Collected data entries:
------------------------------------------------------------
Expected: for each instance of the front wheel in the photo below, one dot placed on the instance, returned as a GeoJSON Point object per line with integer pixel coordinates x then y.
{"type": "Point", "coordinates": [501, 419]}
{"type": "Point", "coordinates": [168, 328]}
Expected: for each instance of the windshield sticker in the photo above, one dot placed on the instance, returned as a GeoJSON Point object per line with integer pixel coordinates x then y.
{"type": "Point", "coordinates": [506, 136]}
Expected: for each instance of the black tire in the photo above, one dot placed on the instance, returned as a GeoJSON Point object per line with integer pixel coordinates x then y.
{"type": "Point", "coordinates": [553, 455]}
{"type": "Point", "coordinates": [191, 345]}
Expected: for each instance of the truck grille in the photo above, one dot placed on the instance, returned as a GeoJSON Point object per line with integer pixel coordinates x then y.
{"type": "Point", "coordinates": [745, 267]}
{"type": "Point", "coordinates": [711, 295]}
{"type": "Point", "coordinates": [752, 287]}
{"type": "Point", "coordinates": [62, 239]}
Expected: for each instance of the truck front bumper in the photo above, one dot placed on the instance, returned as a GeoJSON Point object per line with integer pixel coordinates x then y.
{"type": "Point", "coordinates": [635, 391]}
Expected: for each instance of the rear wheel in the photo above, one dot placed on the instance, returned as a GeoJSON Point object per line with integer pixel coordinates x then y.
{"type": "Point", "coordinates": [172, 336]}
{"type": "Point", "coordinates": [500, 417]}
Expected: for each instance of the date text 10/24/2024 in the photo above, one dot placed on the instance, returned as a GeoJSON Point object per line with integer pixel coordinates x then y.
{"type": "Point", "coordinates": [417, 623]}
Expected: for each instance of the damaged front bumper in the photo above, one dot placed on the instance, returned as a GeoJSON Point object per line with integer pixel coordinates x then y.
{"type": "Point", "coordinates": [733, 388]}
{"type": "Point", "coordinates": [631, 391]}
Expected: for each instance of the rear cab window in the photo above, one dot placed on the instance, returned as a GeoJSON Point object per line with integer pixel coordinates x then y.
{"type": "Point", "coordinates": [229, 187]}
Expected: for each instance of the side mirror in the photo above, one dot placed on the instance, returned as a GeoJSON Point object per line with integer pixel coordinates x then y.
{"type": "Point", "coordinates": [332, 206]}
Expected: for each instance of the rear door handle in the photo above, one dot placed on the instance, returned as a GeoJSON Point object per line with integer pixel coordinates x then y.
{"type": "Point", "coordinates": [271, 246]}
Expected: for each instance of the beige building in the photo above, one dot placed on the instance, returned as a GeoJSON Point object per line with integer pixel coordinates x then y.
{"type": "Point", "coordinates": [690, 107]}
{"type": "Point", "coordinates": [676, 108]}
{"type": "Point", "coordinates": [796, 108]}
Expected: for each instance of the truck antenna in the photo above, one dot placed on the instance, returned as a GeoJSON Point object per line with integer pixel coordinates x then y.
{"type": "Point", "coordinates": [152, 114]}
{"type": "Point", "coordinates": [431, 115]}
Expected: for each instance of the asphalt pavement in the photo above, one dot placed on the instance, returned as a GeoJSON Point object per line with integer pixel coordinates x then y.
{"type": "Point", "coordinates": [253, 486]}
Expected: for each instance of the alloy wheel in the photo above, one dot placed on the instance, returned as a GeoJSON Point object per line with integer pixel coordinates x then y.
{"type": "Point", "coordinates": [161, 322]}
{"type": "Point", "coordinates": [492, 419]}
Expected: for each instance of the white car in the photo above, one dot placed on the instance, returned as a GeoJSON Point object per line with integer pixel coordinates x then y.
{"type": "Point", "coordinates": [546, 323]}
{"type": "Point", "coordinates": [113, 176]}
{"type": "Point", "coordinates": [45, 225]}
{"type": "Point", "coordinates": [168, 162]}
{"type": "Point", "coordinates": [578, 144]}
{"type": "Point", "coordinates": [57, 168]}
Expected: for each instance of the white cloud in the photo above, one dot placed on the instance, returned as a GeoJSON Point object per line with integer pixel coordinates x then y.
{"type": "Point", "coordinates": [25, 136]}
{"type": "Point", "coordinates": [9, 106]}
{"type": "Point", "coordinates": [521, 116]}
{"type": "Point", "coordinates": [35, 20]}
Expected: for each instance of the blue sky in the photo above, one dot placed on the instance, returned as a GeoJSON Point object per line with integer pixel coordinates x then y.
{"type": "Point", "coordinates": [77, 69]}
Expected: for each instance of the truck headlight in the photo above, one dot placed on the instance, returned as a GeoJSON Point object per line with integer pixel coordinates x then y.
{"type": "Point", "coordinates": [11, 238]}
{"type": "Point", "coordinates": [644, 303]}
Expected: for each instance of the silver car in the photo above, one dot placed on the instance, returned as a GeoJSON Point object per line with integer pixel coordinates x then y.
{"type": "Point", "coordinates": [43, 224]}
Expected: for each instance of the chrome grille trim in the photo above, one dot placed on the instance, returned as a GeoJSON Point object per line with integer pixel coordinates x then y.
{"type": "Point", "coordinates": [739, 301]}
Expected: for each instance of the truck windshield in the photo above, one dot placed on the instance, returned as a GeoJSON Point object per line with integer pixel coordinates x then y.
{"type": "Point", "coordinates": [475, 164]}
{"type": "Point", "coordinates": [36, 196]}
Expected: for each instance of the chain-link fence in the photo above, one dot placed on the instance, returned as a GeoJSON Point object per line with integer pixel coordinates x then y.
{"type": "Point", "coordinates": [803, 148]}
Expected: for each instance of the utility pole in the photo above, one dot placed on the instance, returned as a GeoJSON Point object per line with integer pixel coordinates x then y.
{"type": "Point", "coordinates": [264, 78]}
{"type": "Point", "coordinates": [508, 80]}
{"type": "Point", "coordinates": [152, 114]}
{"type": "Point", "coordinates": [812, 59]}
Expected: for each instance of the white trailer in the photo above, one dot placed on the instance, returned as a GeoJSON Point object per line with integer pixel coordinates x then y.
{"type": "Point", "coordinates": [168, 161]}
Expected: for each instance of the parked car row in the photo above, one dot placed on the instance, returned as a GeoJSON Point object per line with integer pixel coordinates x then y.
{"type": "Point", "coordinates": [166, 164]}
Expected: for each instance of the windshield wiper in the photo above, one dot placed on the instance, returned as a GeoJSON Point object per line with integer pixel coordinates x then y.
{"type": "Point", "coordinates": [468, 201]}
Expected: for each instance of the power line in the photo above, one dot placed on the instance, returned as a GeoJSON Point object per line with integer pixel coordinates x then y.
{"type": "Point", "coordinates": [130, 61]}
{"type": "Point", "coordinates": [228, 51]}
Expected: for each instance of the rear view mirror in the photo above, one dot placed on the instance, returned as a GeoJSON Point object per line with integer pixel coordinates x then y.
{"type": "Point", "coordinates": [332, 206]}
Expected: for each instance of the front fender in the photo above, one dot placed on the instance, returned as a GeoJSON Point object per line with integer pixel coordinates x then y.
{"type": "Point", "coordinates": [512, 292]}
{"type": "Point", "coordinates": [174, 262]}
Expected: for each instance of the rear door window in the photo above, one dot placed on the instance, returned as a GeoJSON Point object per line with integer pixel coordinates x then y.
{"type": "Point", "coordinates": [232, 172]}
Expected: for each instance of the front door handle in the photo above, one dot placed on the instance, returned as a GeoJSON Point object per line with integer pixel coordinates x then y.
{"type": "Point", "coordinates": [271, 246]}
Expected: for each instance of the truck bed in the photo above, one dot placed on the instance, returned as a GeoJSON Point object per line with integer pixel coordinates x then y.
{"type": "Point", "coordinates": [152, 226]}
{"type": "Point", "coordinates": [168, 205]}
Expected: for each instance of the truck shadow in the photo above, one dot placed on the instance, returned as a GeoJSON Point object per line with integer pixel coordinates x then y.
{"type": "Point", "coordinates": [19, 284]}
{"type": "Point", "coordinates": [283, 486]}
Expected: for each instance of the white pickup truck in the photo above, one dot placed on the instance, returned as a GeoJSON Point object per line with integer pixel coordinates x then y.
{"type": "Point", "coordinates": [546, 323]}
------------------------------------------------------------
Rewrite the listing starting at the line that contains "Expected: for each instance of the white pickup" and stopping at the end of the listing. Replace "dot" with "marker" and keep everything else the same.

Expected: for each instance of the white pickup truck in the photo above, one marker placed on the instance, returned as a GeoJSON Point object per line with integer pixel coordinates x then y.
{"type": "Point", "coordinates": [546, 323]}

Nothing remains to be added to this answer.